Short exercise 1:
In the rows, take the stretch from the line containing "Label every gray" through the end of the rows and write it out again with "gray paving stone" substituted by "gray stone tile", leaving everything else unchanged.

| N.Y. App. Div. | Jun 12, 1980

OPINION OF THE COURT

Birns, J.

James Gallo was tried under an indictment which charged him with the crime of murder in the second degree. The jury was unable to reach a verdict. A mistrial was declared. Thereafter, responding to defendant’s motions made at the close of the People’s case and at the end of the trial, the court issued a trial order dismissing the indictment on the ground that the evidence was legally insufficient.

We disagree. We would reverse, reinstate the indictment and remand for a new trial.

On this appeal by the People from the order (CPL 450.20), the issue before us is whether the evidence against defendant was sufficient to warrant submission of the case to the jury. Implicit in the appeal is the further question whether retrial would violate defendant’s right not to be twice put in jeopardy for the same offense (US Const, 5th and 14th Arndts; NY Const, art I, § 6; CPL 40.20, subd 1).

We hold that the evidence was sufficient to submit to the jury and that retrial will not violate defendant’s right against double jeopardy.

*150The indictment, consisting of only one count, charged that on April 14, 1978, defendant, while acting in concert with another, intentionally caused the death of one Vincent Ensulo by shooting him with a pistol. Although two men were observed fleeing from the murder scene, James Gallo was the sole person charged in the indictment.

Short exercise 2:
According to the court opinion excerpt, on what ground did the trial court dismiss the indictment against James Gallo?

Exercise materials:
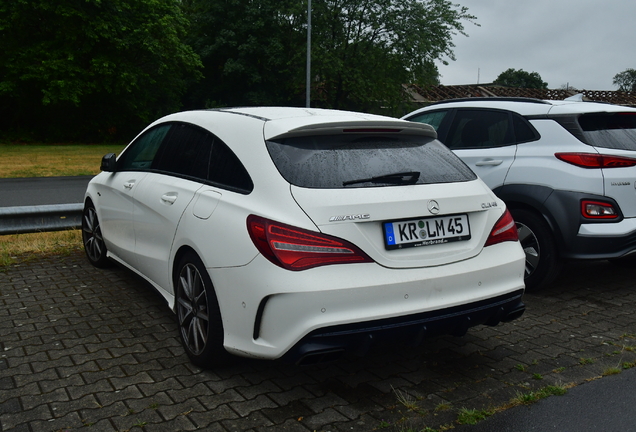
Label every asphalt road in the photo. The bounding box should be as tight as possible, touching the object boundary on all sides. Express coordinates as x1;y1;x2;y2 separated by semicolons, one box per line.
0;176;93;207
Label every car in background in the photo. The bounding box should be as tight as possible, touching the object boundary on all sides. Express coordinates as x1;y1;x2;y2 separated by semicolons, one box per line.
82;108;524;366
403;96;636;290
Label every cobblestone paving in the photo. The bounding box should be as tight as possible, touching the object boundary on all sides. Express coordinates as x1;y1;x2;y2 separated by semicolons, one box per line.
0;253;636;432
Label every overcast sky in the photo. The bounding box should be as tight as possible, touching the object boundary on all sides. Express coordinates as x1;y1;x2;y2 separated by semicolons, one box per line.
438;0;636;90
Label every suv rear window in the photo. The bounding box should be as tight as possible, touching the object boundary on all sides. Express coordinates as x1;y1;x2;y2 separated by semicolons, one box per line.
579;113;636;151
267;133;477;189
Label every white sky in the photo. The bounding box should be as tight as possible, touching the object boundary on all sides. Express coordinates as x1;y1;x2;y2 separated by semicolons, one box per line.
438;0;636;90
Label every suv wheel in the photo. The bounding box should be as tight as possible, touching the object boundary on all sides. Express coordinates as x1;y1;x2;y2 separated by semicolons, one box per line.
511;209;562;291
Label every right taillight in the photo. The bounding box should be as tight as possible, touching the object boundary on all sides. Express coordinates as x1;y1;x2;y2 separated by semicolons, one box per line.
247;215;373;271
581;200;619;219
484;209;519;247
554;153;636;168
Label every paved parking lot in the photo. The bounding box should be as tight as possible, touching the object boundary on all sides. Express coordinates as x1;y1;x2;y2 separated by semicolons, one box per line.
0;253;636;432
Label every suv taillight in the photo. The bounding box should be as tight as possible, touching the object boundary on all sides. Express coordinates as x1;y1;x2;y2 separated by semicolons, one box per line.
484;209;519;247
554;153;636;168
247;215;373;271
581;200;619;219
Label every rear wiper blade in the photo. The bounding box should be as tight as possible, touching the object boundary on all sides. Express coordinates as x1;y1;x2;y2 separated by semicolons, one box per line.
342;171;420;186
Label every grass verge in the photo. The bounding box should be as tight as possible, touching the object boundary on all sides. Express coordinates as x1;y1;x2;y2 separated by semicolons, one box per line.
0;230;82;271
0;144;124;178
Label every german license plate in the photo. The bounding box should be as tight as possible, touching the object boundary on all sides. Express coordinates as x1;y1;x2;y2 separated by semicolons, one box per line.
383;214;470;250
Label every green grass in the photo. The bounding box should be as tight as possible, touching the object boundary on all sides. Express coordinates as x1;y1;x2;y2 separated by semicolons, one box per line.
457;408;495;424
0;230;82;271
0;144;125;178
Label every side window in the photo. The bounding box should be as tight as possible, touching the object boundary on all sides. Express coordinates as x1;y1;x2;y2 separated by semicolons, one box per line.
444;109;514;149
153;123;214;180
208;138;254;193
407;110;448;130
512;114;539;144
117;124;171;171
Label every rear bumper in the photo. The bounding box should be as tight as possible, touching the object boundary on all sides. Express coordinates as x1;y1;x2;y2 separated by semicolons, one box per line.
564;218;636;259
282;290;525;364
209;242;525;361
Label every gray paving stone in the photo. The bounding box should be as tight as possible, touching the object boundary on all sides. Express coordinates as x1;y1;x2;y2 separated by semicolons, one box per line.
0;254;636;432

Task output 1:
Label every gray stone tile in the photo. The bounding box should be as tight as possible, touching the object boundary on all sides. Express coordinates as x1;y1;x2;y2 separated by semicolons, one box per line.
0;254;636;432

Task output 2:
The trial court dismissed the indictment because it found the evidence legally insufficient. It did so in response to motions the defendant made at the close of the People's case and at the end of the trial.